== Description of the task ==
From the rows below, pick out every line that contains the string "blue", with case counting, and copy each of those lines.

::::::

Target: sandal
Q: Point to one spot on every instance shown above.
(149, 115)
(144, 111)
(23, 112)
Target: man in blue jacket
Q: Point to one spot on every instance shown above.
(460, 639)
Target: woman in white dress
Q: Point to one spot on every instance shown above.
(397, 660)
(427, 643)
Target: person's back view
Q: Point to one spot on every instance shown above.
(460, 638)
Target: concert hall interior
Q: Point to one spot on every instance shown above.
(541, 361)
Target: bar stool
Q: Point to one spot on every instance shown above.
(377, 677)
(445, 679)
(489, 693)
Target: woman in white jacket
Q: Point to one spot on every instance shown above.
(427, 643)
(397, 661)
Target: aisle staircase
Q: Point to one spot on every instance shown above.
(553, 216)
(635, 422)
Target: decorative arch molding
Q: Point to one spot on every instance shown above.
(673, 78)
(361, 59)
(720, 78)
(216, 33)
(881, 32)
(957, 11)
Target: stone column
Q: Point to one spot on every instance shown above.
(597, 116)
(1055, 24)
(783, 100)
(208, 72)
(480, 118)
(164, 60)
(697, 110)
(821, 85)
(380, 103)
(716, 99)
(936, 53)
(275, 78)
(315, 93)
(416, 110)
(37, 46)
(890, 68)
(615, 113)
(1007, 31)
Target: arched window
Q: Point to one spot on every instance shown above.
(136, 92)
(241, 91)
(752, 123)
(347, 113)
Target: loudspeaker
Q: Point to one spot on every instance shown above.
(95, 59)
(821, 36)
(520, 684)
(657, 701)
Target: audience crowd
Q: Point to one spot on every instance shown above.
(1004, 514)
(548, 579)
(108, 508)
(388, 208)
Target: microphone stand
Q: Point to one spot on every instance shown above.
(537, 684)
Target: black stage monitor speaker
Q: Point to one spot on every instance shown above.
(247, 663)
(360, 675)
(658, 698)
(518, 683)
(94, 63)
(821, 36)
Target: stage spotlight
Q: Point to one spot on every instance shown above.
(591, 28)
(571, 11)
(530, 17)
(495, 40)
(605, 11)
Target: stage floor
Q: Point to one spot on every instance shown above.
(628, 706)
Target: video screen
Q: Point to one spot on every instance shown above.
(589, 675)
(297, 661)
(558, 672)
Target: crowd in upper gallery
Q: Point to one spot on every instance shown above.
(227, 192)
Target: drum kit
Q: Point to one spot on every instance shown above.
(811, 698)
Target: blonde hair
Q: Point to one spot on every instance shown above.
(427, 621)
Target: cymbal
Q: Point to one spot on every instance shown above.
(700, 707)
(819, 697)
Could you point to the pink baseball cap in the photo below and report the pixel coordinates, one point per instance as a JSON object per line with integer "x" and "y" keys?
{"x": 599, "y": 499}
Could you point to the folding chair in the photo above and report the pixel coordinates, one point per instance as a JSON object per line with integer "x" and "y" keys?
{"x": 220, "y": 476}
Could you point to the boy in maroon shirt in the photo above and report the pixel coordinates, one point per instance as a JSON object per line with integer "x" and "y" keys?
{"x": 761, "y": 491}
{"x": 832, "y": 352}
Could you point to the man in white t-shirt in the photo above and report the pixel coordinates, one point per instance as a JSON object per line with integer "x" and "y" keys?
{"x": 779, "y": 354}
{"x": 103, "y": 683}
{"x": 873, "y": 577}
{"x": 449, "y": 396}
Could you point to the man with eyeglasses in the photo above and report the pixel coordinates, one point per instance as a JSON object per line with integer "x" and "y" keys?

::::::

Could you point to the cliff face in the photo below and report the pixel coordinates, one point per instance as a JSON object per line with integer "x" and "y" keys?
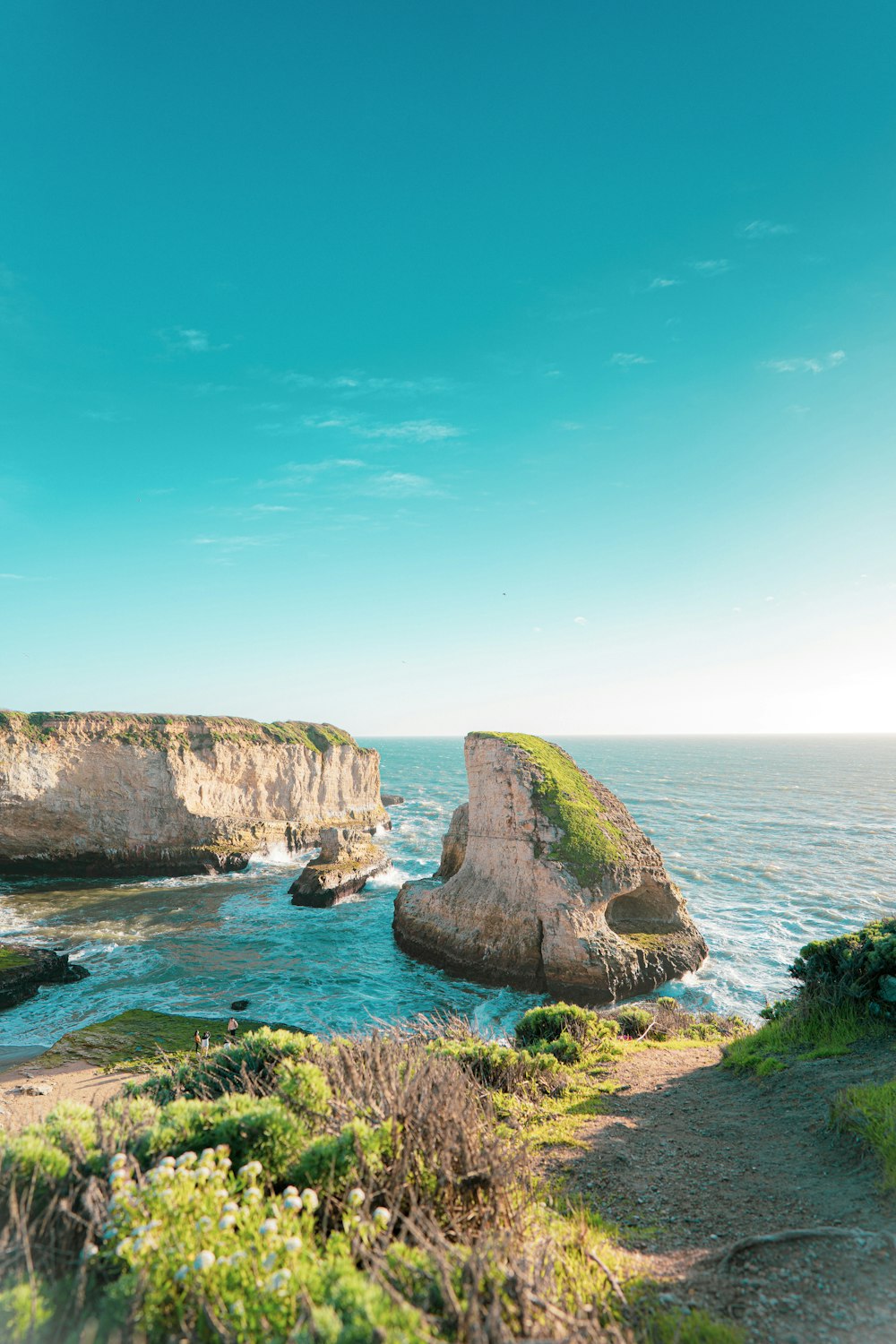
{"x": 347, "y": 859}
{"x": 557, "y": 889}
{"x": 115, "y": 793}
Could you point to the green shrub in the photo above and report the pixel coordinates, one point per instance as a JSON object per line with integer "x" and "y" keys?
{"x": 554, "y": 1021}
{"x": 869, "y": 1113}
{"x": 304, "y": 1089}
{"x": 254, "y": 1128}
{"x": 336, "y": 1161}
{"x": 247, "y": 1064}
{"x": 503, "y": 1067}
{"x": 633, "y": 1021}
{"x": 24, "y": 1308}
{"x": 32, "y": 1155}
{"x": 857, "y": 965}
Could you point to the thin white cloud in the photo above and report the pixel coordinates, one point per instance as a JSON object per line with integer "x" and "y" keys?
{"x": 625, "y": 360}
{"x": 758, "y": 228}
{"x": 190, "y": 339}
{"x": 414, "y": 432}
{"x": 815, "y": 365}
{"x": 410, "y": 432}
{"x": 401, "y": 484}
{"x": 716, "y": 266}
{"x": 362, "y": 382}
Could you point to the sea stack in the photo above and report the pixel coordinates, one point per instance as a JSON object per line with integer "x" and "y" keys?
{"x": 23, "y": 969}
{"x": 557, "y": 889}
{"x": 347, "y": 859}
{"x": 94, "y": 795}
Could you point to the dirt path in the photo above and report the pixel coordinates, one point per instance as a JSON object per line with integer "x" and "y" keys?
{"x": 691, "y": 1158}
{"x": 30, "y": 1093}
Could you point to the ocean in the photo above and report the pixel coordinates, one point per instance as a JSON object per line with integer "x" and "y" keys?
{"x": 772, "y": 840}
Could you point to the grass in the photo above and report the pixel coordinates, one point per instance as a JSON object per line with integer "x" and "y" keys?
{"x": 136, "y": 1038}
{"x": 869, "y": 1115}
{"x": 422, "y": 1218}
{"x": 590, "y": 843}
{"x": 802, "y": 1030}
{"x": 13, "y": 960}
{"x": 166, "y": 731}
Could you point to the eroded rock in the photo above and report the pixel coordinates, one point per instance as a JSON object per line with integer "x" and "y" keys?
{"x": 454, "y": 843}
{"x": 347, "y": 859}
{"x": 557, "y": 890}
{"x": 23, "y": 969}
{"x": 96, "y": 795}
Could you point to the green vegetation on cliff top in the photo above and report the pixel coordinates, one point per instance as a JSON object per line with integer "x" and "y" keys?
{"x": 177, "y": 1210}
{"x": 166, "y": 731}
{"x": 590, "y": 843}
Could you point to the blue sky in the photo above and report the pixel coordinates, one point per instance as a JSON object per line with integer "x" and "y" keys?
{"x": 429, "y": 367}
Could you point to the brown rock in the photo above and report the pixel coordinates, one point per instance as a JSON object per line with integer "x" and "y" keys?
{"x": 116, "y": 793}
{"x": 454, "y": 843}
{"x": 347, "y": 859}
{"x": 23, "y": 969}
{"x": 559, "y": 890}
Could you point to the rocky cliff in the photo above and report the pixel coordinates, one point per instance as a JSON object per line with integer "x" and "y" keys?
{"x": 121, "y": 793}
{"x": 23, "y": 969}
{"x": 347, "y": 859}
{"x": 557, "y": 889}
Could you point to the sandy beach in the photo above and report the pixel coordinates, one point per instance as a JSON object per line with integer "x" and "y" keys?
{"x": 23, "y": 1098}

::::::

== Finished answer ==
Target: man in blue jacket
Could you point to the blue sky in the photo above and report the pixel coordinates, one point per instance as a JSON object per line with integer "x" and "y" keys?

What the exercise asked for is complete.